THE EXERCISE: Write out the data below word for word, starting at the line that contains "of the pillow" and ending at the last line of the data, with both of those lines included.

──────── RECORDED DATA

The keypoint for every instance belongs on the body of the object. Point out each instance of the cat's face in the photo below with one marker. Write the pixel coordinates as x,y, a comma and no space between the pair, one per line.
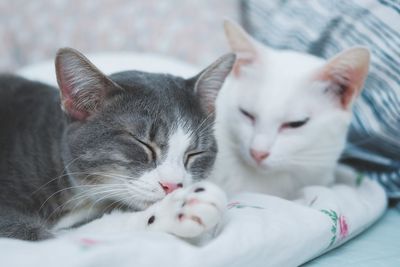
285,109
135,136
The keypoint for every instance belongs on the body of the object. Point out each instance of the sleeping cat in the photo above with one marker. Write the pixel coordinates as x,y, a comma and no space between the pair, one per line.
283,116
136,141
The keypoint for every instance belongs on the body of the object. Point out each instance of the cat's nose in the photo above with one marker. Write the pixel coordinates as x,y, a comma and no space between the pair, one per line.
170,187
258,156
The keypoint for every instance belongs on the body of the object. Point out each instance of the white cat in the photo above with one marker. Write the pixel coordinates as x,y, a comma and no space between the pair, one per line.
283,116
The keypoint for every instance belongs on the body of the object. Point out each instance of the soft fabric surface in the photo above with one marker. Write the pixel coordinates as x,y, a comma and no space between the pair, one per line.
259,230
377,247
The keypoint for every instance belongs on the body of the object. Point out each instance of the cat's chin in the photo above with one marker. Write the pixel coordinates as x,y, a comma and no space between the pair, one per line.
263,168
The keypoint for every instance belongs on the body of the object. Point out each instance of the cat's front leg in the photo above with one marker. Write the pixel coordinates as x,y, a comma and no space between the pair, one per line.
188,212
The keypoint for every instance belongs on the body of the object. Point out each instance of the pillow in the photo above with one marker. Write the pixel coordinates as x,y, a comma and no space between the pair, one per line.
324,28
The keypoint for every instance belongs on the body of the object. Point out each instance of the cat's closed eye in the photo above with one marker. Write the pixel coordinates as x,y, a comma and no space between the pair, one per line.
192,155
295,124
247,114
150,150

────────────────

RESULT FOR THIS TASK:
The keypoint for every instance belongs on the body of the object. Point out each instance of the pillow in the photo above with one marker. Write the pixel coordinates as x,y, a comma and no space between the pair, one per line.
324,28
The keypoint for every instance belongs on the body of the object. Point out each instance of the cat's closed eye in the photo above with one marker. Write the pixel coordinates as x,y, a comma and no space between the pair, one per line.
192,155
295,124
247,114
150,150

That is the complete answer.